■ TASK TO COMPLETE ■
Return verbatim the run of lines that opens with the line holding "Would you mind tagging the hummel" and closes with the last line of the records.

■ THE RECORDS ■
---+---
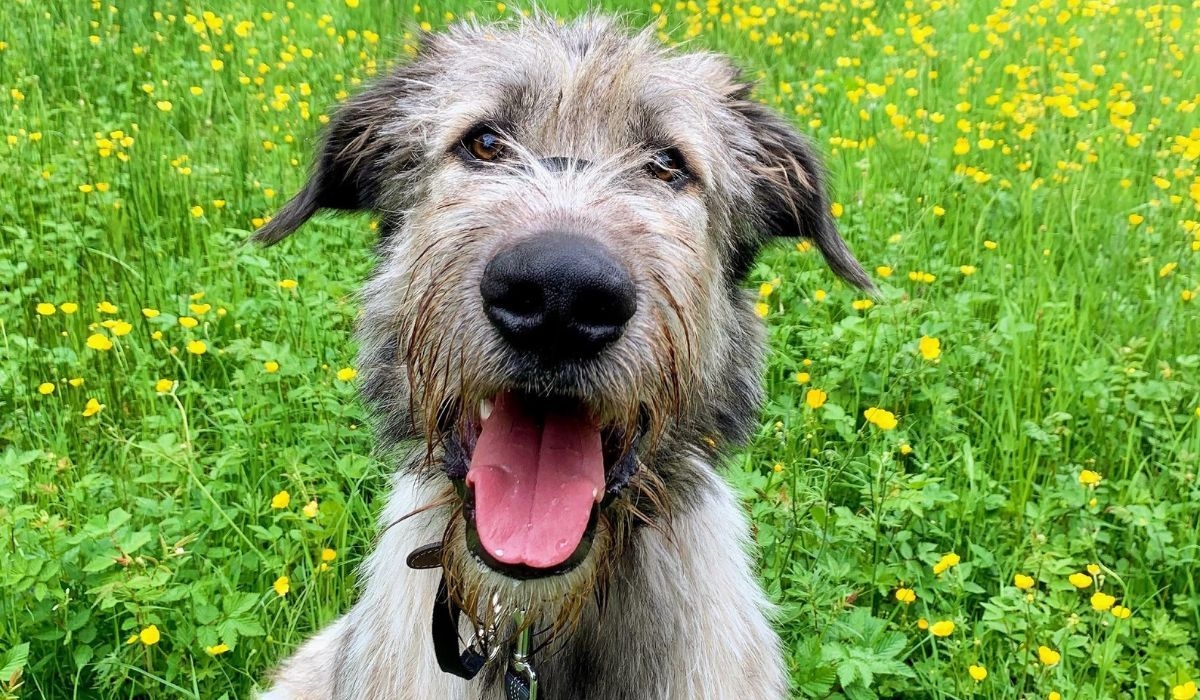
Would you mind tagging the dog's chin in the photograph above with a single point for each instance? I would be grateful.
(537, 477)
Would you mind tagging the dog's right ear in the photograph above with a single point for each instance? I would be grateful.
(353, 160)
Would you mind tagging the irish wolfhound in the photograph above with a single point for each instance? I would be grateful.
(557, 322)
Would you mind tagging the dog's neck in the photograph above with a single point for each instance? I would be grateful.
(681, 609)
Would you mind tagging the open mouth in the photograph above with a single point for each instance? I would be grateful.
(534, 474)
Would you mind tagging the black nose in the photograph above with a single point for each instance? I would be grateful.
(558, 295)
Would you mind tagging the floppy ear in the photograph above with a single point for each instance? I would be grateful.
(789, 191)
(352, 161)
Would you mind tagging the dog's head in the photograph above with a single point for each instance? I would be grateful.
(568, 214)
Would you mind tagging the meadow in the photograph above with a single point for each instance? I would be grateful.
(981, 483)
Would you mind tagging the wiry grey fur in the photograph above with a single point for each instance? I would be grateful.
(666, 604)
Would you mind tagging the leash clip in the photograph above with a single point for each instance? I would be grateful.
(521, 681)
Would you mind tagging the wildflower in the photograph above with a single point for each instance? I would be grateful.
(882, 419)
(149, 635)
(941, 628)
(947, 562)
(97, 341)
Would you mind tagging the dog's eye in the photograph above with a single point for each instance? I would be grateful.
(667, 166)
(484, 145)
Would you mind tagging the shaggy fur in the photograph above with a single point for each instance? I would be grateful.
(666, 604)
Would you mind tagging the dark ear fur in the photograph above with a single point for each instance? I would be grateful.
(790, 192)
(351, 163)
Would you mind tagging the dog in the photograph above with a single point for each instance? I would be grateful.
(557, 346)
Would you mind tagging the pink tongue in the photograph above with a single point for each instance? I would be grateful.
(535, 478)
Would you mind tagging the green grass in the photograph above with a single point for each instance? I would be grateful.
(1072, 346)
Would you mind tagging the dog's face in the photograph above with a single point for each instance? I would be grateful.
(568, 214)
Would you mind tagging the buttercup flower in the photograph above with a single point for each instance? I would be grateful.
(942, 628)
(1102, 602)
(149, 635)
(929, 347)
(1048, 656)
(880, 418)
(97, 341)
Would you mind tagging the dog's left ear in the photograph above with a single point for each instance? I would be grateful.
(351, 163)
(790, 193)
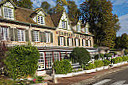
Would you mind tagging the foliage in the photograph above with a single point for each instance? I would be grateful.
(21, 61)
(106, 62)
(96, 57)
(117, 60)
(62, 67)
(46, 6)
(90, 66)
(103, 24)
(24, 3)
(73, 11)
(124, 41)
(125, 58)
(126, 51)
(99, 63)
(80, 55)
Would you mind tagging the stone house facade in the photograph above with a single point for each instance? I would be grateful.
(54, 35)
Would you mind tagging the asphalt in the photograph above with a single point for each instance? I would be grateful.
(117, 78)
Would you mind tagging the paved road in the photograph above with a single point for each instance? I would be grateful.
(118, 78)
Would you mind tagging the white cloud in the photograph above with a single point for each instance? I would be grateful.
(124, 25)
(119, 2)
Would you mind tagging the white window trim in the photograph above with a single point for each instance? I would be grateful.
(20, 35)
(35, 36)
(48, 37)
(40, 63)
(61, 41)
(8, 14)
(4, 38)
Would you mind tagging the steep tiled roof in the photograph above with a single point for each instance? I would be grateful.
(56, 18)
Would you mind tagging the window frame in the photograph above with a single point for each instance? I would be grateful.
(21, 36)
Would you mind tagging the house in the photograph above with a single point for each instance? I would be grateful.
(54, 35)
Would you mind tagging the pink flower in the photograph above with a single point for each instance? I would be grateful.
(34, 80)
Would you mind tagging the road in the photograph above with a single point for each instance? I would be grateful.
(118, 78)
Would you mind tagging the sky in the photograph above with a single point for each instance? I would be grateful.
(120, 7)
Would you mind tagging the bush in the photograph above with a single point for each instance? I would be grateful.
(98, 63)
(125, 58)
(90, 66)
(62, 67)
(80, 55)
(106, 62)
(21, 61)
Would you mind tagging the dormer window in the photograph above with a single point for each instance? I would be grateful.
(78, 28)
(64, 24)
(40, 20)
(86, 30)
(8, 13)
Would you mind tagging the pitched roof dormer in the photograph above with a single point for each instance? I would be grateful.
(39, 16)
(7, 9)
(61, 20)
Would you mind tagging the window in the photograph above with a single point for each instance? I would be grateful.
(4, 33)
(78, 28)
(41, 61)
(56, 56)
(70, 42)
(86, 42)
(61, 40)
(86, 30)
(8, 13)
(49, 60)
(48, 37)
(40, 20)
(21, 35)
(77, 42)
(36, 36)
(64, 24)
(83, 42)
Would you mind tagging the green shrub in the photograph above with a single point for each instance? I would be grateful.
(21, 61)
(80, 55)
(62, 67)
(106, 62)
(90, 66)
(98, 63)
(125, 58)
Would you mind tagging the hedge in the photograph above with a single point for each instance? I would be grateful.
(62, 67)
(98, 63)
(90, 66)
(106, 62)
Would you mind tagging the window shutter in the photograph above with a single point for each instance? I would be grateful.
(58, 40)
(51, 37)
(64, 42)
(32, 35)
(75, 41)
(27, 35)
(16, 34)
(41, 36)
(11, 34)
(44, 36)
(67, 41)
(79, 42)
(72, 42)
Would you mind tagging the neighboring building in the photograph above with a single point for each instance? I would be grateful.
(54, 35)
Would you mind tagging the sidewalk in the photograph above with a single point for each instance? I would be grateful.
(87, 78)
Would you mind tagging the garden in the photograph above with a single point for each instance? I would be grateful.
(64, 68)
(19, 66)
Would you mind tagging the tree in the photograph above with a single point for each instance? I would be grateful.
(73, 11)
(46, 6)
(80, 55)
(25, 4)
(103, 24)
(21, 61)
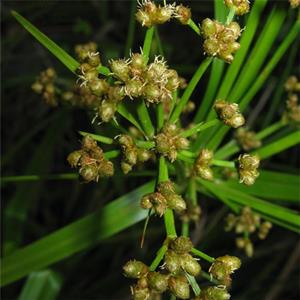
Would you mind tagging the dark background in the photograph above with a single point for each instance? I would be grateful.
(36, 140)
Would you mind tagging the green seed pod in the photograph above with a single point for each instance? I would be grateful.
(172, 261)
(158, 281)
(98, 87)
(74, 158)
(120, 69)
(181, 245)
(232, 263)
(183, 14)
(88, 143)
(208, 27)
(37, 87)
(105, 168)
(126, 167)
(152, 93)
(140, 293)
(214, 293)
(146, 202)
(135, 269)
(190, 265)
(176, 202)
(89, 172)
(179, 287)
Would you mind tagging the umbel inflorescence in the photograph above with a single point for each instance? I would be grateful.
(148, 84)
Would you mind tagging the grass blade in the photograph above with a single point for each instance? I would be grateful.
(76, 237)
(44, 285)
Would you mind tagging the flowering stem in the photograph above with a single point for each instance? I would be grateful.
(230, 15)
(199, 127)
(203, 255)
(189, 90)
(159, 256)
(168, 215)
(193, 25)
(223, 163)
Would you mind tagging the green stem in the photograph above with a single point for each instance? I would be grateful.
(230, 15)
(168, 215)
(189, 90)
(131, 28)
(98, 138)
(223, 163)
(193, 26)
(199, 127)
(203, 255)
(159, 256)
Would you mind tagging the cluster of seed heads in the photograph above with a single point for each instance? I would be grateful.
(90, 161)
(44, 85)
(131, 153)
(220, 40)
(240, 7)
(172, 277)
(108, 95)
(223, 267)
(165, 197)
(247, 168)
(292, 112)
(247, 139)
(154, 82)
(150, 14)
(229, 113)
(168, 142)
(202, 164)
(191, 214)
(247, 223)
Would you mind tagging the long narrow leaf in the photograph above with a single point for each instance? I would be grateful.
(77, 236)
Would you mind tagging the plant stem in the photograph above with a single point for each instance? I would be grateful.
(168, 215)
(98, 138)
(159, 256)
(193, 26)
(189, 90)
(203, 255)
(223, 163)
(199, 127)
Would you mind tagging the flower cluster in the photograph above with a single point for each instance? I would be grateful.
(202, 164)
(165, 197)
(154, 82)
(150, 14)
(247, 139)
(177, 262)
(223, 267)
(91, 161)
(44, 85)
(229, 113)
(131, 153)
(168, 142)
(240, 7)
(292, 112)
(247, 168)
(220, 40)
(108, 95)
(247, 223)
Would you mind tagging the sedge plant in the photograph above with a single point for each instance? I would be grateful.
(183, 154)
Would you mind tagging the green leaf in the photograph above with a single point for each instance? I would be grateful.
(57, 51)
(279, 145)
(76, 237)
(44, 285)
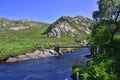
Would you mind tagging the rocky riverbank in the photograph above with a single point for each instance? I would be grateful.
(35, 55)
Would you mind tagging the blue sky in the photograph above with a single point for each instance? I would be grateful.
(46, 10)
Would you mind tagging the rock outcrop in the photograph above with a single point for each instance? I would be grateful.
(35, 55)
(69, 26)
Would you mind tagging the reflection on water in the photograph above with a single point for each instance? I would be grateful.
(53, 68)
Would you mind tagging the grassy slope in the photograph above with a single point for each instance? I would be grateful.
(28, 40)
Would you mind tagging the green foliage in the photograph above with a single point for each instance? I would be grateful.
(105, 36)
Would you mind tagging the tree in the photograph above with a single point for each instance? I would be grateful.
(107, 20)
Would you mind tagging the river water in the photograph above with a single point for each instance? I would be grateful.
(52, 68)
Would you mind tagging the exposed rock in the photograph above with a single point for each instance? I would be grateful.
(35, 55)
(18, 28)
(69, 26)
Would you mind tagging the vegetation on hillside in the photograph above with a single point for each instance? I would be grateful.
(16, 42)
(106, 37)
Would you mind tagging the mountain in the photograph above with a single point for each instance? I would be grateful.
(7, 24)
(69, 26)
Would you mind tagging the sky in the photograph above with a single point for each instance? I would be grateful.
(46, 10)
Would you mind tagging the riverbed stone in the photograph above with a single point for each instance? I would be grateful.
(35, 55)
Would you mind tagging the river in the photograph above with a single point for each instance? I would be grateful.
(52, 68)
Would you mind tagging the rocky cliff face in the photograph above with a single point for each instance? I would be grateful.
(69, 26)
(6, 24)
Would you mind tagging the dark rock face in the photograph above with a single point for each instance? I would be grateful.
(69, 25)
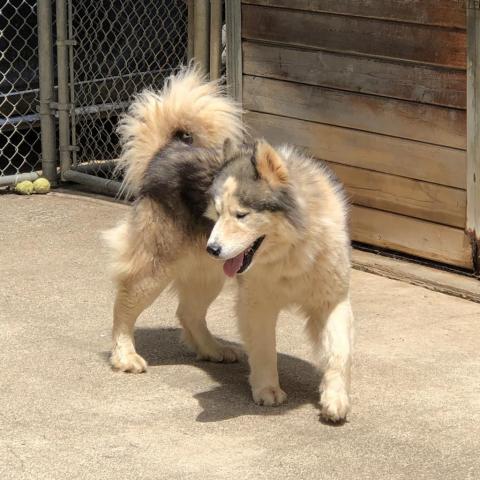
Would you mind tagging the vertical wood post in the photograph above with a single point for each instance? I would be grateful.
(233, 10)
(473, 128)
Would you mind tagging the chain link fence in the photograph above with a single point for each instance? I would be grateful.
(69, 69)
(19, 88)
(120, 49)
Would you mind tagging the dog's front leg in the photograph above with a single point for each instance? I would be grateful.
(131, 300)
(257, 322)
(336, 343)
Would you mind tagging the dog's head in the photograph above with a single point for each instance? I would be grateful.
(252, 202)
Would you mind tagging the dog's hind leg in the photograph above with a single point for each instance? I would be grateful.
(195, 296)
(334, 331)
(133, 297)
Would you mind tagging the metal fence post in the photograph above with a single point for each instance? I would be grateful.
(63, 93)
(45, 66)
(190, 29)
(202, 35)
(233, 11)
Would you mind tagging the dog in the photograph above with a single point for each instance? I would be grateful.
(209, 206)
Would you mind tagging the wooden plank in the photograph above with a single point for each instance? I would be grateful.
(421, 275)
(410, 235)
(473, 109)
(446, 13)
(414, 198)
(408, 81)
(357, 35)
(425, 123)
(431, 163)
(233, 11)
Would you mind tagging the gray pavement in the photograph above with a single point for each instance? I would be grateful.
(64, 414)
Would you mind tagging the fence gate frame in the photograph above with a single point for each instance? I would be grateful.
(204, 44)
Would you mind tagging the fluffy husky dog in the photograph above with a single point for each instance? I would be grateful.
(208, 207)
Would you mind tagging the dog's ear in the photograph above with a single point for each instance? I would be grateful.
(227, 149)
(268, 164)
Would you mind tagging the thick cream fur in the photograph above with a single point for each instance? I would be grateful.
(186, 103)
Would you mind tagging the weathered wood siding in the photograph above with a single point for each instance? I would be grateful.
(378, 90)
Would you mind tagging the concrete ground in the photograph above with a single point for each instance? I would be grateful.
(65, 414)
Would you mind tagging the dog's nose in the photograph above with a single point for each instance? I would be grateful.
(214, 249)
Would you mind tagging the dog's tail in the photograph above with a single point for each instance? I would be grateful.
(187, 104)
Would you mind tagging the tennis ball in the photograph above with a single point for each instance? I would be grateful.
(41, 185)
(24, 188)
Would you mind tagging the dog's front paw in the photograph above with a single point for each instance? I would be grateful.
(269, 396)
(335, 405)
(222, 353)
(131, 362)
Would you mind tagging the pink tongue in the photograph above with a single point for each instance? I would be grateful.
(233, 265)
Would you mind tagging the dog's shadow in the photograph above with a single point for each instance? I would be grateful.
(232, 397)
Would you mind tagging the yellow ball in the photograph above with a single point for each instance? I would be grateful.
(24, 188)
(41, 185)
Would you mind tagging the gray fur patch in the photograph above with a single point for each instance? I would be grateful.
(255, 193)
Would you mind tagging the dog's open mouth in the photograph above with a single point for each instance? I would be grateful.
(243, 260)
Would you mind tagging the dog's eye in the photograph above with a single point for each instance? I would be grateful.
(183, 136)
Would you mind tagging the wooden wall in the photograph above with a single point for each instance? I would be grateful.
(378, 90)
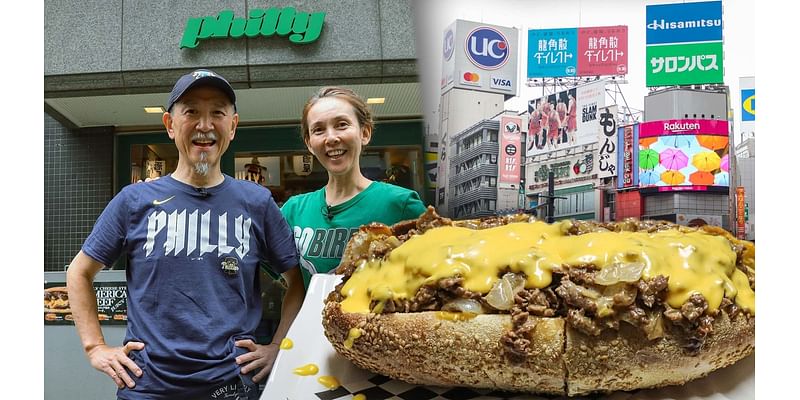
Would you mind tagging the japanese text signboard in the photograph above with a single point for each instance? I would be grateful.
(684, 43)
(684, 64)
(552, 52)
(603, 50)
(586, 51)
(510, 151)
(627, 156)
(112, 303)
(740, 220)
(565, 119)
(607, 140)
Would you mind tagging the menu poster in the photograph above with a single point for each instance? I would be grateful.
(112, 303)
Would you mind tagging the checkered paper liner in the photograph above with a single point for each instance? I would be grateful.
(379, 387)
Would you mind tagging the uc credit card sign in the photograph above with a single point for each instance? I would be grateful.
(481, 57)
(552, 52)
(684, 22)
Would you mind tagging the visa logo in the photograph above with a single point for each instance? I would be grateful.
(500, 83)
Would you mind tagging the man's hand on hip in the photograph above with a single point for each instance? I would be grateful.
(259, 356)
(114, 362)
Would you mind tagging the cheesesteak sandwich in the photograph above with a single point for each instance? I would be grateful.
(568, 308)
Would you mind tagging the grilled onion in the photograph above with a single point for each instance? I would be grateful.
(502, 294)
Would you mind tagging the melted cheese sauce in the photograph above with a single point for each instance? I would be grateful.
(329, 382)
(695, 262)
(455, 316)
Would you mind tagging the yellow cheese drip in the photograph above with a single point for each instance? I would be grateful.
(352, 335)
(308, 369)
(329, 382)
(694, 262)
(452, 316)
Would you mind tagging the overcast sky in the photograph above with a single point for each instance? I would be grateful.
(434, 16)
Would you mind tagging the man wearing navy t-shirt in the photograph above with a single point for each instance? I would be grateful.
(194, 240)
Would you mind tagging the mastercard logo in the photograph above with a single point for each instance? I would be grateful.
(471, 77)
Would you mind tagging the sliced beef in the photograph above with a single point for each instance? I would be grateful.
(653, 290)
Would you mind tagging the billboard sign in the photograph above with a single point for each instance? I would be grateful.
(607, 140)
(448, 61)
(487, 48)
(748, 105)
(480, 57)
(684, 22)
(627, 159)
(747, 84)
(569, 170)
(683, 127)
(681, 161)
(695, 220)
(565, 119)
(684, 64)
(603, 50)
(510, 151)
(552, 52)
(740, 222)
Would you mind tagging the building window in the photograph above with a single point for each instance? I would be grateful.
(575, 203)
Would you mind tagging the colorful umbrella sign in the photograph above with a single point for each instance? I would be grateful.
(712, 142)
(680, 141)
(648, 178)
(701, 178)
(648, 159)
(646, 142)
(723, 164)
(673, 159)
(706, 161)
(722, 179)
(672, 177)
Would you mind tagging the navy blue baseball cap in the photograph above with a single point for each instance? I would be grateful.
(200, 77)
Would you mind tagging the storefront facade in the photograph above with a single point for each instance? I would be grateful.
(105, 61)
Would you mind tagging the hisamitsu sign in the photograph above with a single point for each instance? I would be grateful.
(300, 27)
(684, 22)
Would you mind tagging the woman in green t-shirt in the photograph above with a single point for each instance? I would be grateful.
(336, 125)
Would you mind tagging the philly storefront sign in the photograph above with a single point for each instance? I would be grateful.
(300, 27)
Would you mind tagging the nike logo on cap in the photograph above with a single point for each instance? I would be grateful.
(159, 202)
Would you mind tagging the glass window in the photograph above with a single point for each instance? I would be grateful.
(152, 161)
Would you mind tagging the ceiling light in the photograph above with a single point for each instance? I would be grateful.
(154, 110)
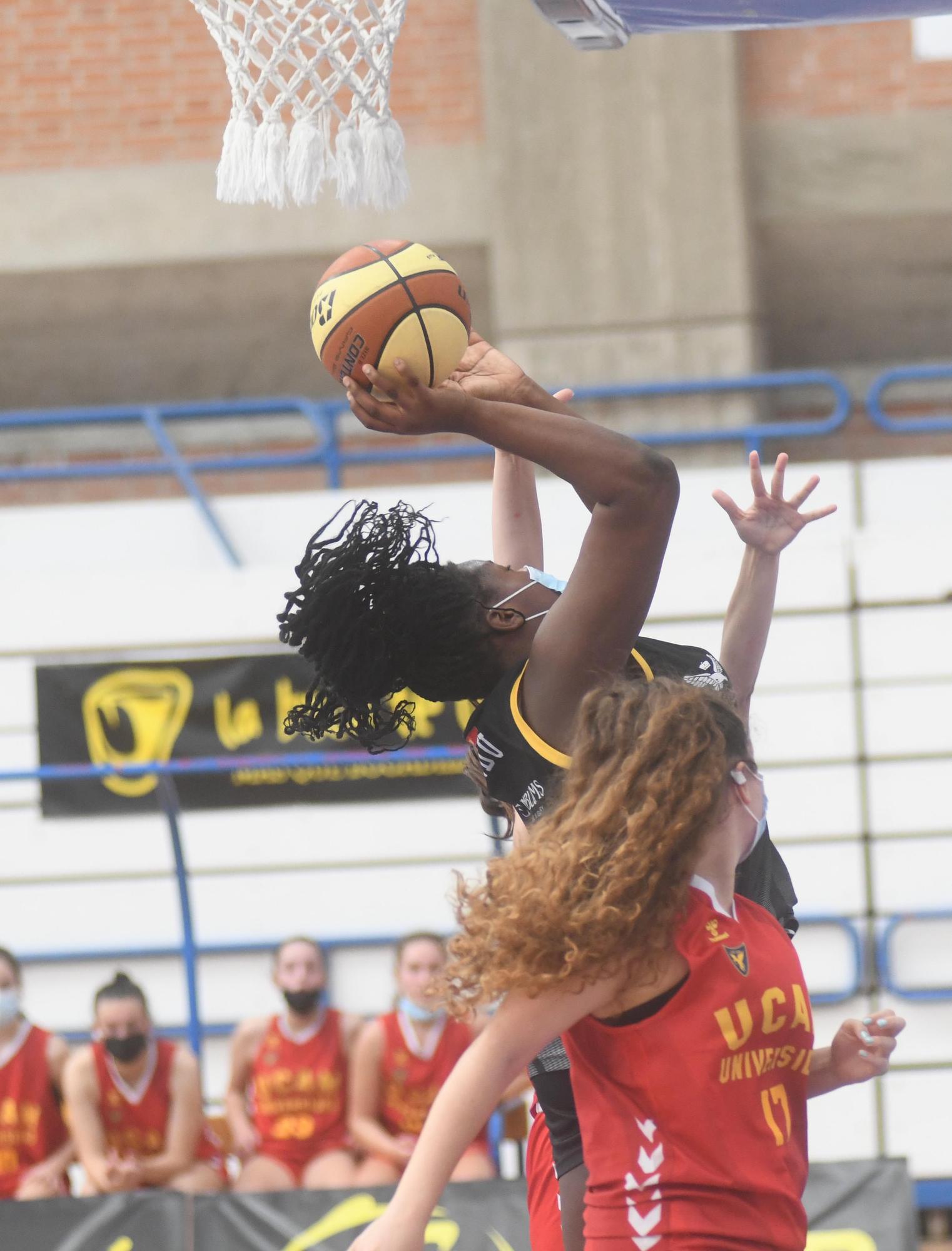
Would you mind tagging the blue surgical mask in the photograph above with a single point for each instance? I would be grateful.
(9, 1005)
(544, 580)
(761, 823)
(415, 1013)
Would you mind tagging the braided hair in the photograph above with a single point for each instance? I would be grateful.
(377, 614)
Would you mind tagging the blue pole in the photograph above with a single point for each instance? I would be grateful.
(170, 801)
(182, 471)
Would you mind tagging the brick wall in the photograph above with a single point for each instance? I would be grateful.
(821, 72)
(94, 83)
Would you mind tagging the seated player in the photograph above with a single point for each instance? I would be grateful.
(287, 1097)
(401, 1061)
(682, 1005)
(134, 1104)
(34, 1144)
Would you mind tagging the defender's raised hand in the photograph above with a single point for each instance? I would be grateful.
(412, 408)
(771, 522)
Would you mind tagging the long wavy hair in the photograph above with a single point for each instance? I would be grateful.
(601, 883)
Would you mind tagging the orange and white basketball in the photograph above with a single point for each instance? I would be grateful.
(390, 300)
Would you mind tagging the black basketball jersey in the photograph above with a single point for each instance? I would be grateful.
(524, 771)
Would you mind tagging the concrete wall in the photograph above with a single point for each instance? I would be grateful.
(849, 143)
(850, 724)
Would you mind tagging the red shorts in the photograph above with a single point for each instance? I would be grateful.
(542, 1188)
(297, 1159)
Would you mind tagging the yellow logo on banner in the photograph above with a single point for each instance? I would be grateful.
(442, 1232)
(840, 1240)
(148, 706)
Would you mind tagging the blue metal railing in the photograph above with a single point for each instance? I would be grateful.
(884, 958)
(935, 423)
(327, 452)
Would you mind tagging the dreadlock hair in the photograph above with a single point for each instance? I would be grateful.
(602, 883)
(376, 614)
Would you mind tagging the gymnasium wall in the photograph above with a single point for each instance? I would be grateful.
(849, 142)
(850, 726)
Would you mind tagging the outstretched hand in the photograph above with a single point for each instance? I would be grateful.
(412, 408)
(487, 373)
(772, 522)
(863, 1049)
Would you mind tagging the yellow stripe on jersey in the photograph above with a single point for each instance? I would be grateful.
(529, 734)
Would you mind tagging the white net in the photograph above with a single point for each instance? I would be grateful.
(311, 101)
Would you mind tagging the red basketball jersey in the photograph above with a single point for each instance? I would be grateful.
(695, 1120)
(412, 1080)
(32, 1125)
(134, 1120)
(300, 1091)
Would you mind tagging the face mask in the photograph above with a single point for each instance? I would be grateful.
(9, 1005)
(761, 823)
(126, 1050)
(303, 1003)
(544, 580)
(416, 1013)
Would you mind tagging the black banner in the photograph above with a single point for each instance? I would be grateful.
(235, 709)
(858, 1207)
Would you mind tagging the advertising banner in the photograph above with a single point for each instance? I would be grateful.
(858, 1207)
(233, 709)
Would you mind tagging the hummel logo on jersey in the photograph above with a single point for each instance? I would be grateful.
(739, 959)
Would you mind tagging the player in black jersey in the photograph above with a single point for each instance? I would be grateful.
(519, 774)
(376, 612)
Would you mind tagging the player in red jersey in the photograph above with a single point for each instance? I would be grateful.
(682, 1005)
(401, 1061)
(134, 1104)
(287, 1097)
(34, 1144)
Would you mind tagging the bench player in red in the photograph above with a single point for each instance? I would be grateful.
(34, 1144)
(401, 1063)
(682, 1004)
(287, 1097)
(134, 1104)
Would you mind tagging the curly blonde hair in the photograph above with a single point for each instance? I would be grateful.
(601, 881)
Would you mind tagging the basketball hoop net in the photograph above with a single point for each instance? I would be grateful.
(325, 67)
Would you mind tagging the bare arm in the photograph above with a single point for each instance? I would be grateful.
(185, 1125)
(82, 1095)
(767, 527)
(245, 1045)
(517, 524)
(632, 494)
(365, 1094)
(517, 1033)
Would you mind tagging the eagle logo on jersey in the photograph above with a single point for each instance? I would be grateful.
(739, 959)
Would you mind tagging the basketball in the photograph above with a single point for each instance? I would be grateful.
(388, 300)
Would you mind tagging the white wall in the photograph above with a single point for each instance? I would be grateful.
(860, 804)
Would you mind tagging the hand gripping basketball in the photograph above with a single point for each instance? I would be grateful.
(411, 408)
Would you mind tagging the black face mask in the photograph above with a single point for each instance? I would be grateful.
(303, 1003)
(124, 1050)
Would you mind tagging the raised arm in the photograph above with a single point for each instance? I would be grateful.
---+---
■ FULL RESPONSE ■
Would you mind tagging the hummel logo on jersey in the photograph above with a single point for each instance? I would be grateful.
(739, 959)
Would you mind tagging the player in black jersey in the photograph above with a single point for each instance? I would be grateful.
(519, 774)
(376, 612)
Would you mind tagging the player in red jersey in the photograph above with a single point for each instance? I would be grateful.
(682, 1005)
(401, 1061)
(134, 1104)
(287, 1097)
(34, 1144)
Would you mind tagging the bench player in red in the photograph above with a single point for each instance? I would be grateful.
(34, 1144)
(401, 1063)
(682, 1004)
(287, 1097)
(134, 1104)
Would you mind tagging the curly blonde hair in the photograph above with a single point for each instance? I would be grateful.
(601, 881)
Would you mind tagging the basketball hoop net in the photograph above with a single point for each instance? I would be grateful.
(325, 67)
Would you mind tagging the bare arm in the photograph above with a single point for each instance? I would be grateful.
(185, 1125)
(82, 1095)
(767, 527)
(245, 1045)
(517, 524)
(632, 494)
(365, 1094)
(517, 1033)
Would you mind tagging the eagle logo on jersey in the photograph above with a single point for each instance? I would be grateful.
(739, 959)
Would you mind tagging the basketball in the photograph above with a single point for each instance? I would be grateful.
(388, 300)
Would you mind tagging the white wall in the photograph above with a single point for each instance? I would be grateful.
(860, 804)
Would you mind tagging the hand gripping basketball in the photograph above with a single point for each instance? I would be grateful.
(411, 408)
Would you mind tagging the black face mask in the photograph above with a single point for each instance? I would be grateful.
(303, 1003)
(124, 1050)
Would you mind tagging the raised arm in the photograph above with a single point for each instance? I would be grateful.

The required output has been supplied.